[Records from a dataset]
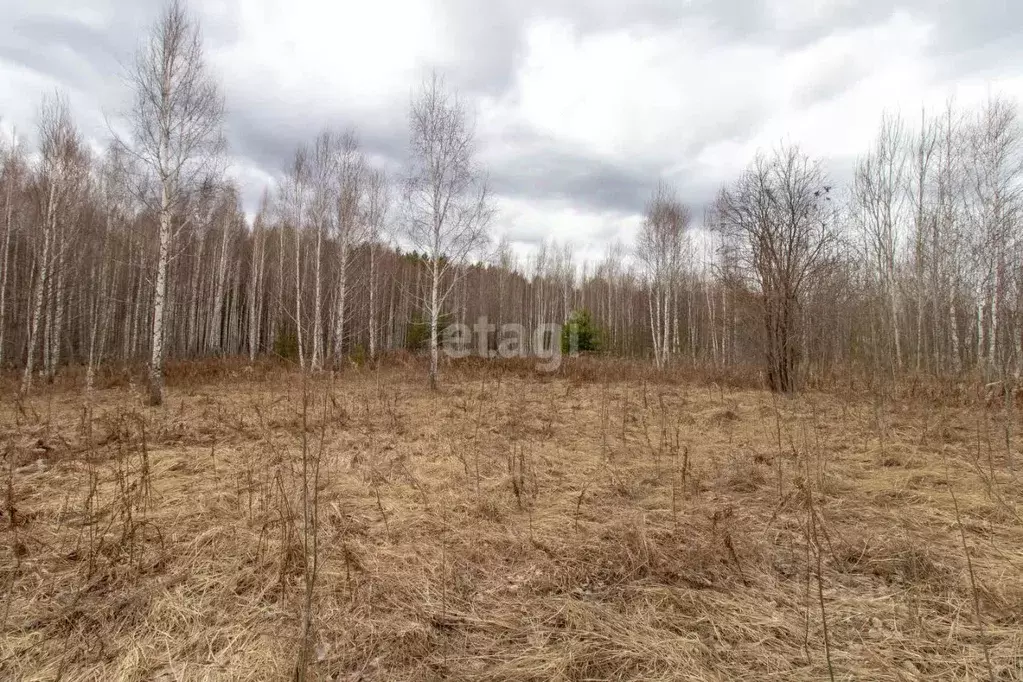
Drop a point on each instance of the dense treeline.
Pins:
(144, 252)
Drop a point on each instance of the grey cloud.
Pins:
(486, 44)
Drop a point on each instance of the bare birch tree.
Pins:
(780, 231)
(176, 139)
(446, 199)
(660, 245)
(879, 195)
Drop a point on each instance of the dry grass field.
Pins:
(589, 526)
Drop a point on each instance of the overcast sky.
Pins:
(581, 106)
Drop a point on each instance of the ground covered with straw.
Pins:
(596, 526)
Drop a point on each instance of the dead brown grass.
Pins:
(599, 525)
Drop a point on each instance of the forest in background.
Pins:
(143, 251)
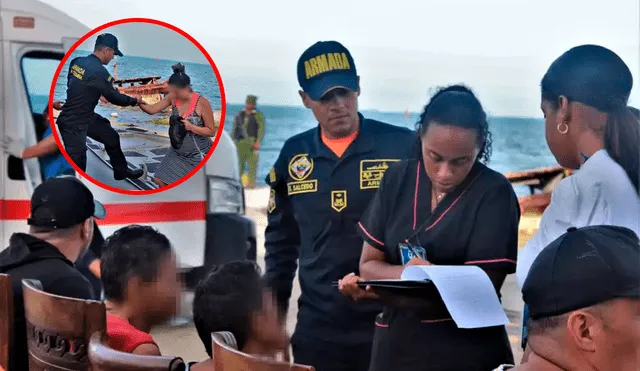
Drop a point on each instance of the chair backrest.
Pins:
(59, 328)
(104, 358)
(6, 320)
(227, 358)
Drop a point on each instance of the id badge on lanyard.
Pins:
(407, 252)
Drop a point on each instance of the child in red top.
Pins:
(141, 287)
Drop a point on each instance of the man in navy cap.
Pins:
(87, 81)
(583, 293)
(61, 230)
(321, 183)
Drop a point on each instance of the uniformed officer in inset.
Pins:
(87, 81)
(321, 184)
(248, 132)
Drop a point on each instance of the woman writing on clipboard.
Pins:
(451, 209)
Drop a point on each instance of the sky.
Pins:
(150, 40)
(402, 49)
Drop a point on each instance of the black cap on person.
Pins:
(583, 267)
(324, 66)
(63, 202)
(109, 40)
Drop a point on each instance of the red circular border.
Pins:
(220, 86)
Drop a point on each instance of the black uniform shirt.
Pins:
(477, 223)
(87, 80)
(316, 202)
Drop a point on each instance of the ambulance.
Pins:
(204, 217)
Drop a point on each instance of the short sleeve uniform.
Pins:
(476, 224)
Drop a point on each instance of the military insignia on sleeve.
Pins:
(272, 175)
(272, 201)
(338, 200)
(371, 172)
(300, 167)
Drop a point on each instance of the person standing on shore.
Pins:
(87, 81)
(321, 184)
(248, 132)
(589, 126)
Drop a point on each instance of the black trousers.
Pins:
(98, 128)
(332, 357)
(403, 342)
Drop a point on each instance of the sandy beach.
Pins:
(183, 340)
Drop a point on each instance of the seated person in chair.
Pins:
(141, 287)
(61, 228)
(234, 298)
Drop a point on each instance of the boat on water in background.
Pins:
(150, 88)
(541, 183)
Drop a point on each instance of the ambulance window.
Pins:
(38, 69)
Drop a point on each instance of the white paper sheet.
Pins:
(467, 292)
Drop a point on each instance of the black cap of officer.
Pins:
(63, 202)
(110, 41)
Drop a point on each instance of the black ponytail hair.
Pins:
(458, 106)
(597, 77)
(179, 78)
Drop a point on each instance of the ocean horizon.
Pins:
(518, 142)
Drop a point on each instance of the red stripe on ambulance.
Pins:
(129, 213)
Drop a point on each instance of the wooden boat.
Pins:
(150, 88)
(542, 180)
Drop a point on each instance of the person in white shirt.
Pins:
(588, 127)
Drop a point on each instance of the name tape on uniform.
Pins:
(339, 200)
(272, 201)
(371, 172)
(300, 167)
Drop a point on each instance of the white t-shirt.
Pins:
(599, 193)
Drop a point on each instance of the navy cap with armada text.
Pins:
(583, 267)
(63, 202)
(109, 40)
(324, 66)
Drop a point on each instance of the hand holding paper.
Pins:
(467, 292)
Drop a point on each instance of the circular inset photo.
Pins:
(138, 106)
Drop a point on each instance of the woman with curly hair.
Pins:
(192, 115)
(447, 208)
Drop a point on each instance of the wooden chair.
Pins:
(6, 320)
(104, 358)
(227, 358)
(59, 328)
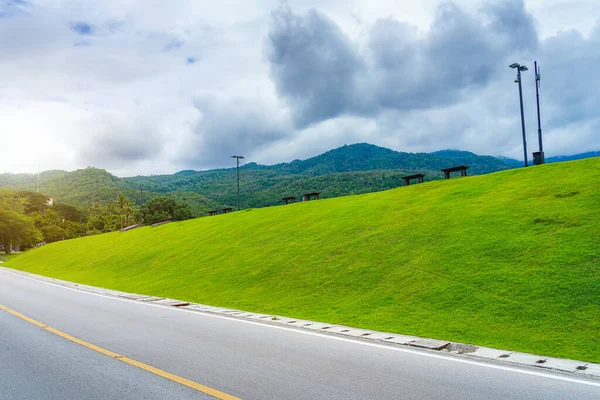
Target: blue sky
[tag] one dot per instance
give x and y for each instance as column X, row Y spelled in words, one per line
column 144, row 87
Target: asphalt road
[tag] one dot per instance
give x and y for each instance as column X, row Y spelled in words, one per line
column 242, row 358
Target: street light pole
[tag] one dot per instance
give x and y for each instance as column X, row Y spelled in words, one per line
column 141, row 203
column 537, row 97
column 521, row 68
column 238, row 176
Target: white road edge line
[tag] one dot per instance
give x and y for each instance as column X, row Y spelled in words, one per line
column 364, row 343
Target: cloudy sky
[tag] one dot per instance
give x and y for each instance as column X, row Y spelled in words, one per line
column 154, row 86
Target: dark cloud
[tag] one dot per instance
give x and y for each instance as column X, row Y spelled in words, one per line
column 321, row 74
column 312, row 63
column 231, row 125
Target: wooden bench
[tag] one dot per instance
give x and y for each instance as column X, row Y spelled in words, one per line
column 289, row 199
column 461, row 168
column 313, row 195
column 415, row 176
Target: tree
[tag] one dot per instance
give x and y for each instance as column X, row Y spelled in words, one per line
column 164, row 208
column 17, row 229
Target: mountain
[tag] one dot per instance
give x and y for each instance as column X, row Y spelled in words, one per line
column 351, row 169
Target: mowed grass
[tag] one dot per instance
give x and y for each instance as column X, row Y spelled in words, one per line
column 508, row 260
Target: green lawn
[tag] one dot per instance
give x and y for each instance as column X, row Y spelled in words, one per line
column 508, row 260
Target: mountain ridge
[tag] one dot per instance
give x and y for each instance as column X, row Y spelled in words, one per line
column 346, row 170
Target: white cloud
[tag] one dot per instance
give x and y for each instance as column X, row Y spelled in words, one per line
column 123, row 96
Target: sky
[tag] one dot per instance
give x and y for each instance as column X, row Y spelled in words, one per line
column 143, row 87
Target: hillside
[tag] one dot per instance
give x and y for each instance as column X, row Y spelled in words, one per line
column 507, row 260
column 354, row 169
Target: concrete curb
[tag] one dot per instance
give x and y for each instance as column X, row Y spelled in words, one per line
column 573, row 367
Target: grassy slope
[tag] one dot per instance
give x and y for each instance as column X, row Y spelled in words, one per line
column 508, row 260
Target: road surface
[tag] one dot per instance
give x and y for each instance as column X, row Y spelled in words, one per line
column 240, row 358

*TASK PROMPT*: One exact copy of the data, no pictures: write it out line for line.

*PROBLEM SOLUTION*:
Drop a point on each instance of the dense treeline.
Pins:
(144, 252)
Drop a point on each instance of the grey cloud.
Pins:
(486, 44)
Drop a point on each instance of the bare birch tree.
Pins:
(780, 231)
(176, 139)
(446, 199)
(660, 245)
(879, 195)
Drop a point on each instance of the dry grass field.
Pins:
(589, 526)
Drop a point on each instance of the overcast sky.
Pins:
(581, 106)
Drop a point on each instance of the ground covered with straw.
Pins:
(596, 526)
Drop a point on each instance of the dead brown grass.
Pins:
(599, 525)
Drop a point on each instance of the forest in background.
Pins:
(143, 251)
Drop a point on each instance of the chair backrest.
Pins:
(59, 328)
(104, 358)
(6, 320)
(227, 358)
Drop a point on each instance of the id badge on lanyard.
Pins:
(407, 252)
Drop a point on each instance of the child in red top.
Pins:
(141, 287)
Drop a point on each instance of the man in navy cap.
Pins:
(87, 81)
(583, 293)
(61, 230)
(321, 183)
Drop a point on each instance of the uniformed officer in inset.
Pins:
(87, 81)
(321, 184)
(248, 132)
Drop a point on each instance of the woman writing on clipboard.
Pins:
(451, 209)
Drop a point on each instance of the sky.
Pins:
(150, 40)
(402, 49)
Drop a point on each instance of the black cap on person.
Pins:
(583, 267)
(324, 66)
(63, 202)
(109, 40)
Drop a point on each instance of the red circular border.
Pins:
(220, 86)
Drop a point on each instance of the black uniform shirt.
Pins:
(477, 223)
(87, 80)
(316, 202)
Drop a point on each instance of the ambulance.
Pins:
(204, 217)
Drop a point on each instance of the short sleeve uniform.
Pins:
(476, 224)
Drop a point on each instance of the military insignia on sleeve.
Pins:
(272, 175)
(272, 201)
(338, 200)
(371, 172)
(300, 167)
Drop a point on each instance of the person standing on shore.
Pins:
(87, 81)
(321, 184)
(248, 132)
(589, 126)
Drop a point on each instance of the black trousers.
Pins:
(98, 128)
(332, 357)
(403, 342)
Drop a point on each instance of the sandy beach.
Pins:
(183, 340)
Drop a point on each instance of the seated person in chair.
Pins:
(141, 287)
(61, 228)
(234, 298)
Drop a point on each instance of the boat on water in background.
Pins:
(150, 88)
(541, 183)
Drop a point on each instance of the ambulance window.
Pins:
(38, 69)
Drop a point on each instance of the white paper sheet.
Pins:
(467, 292)
Drop a point on each instance of the black cap of officer.
Pins:
(63, 202)
(110, 41)
Drop a point on each instance of the black ponytail hair.
Pins:
(458, 106)
(597, 77)
(179, 78)
Drop a point on each instance of the ocean horizon.
Pins:
(518, 142)
Drop a point on each instance of the red stripe on ambulance.
Pins:
(129, 213)
Drop a point on each instance of the wooden boat.
Pins:
(150, 88)
(542, 180)
Drop a point on each instance of the person in white shirt.
Pins:
(588, 127)
Drop a point on each instance of the name tape on uniform.
Pins:
(339, 200)
(272, 201)
(371, 172)
(300, 167)
Drop a point on each instance of the white t-shirt.
Pins:
(599, 193)
Drop a point on each instance of the navy cap with armada text.
Pins:
(583, 267)
(63, 202)
(109, 40)
(324, 66)
Drop a point on each instance of the hand holding paper.
Pins:
(467, 292)
Drop a point on each instance of the circular inset photo.
Pins:
(138, 106)
Drop a point on each instance of the woman with curly hair.
Pins:
(192, 115)
(447, 208)
Drop a point on each instance of the wooden chair.
Pins:
(6, 320)
(104, 358)
(227, 358)
(59, 328)
Target: blue sky
[tag] one dot per instance
give x and y for each instance as column X, row Y spelled in words, one per line
column 144, row 87
Target: asphalt road
[tag] one dot per instance
give x and y for each instance as column X, row Y spelled in words, one per line
column 242, row 358
Target: street light pole
[tag] one dot per instance
give x and y for each instance as column X, row Y spelled in words, one per line
column 141, row 203
column 537, row 97
column 521, row 68
column 238, row 176
Target: white road edge line
[tag] one dot per instance
give x and y for each instance as column X, row Y spelled in words, one per line
column 364, row 343
Target: cloudy sky
[tag] one dot per instance
give x and y for each instance as column X, row Y spelled in words, one per line
column 154, row 86
Target: dark cloud
[tag] one dot per instance
give x and y for each instance as column X, row Y spelled in words, one per line
column 321, row 74
column 312, row 63
column 231, row 125
Target: wooden bench
[tag] one dot per instance
give x and y for each instance as column X, row Y spelled in words, one per line
column 289, row 199
column 461, row 168
column 313, row 195
column 415, row 176
Target: tree
[tag] one dot per instance
give x and y for each instance as column X, row Y spelled in words, one per line
column 164, row 208
column 17, row 229
Target: mountain
[tag] one dot per instance
give x and y for each instance as column X, row Y spelled in words, one per line
column 351, row 169
Target: mowed grass
[tag] one dot per instance
give x and y for each instance as column X, row Y spelled in words, one per line
column 508, row 260
Target: green lawn
[tag] one dot per instance
give x and y for each instance as column X, row Y spelled in words, one per line
column 508, row 260
Target: mountain ridge
[tag] one dot per instance
give x and y for each instance as column X, row Y spelled in words, one per line
column 346, row 170
Target: white cloud
[tag] one dot per instance
give x and y for each instance as column X, row Y spelled in words, one per line
column 123, row 96
Target: sky
[tag] one dot per instance
give x and y for each instance as column X, row Y spelled in words, one per line
column 143, row 87
Target: hillside
[tag] one dot per instance
give x and y for each instance as column X, row Y spelled in words, one per line
column 507, row 260
column 354, row 169
Target: concrete curb
[tag] one dot per instance
give x and y for each instance as column X, row Y spelled in words, one per line
column 573, row 367
Target: grassy slope
[tag] one dot per instance
give x and y for each instance as column X, row Y spelled in words, one per line
column 508, row 260
Target: road surface
[tag] one dot per instance
give x and y for each instance as column X, row Y spelled in words, one per line
column 240, row 358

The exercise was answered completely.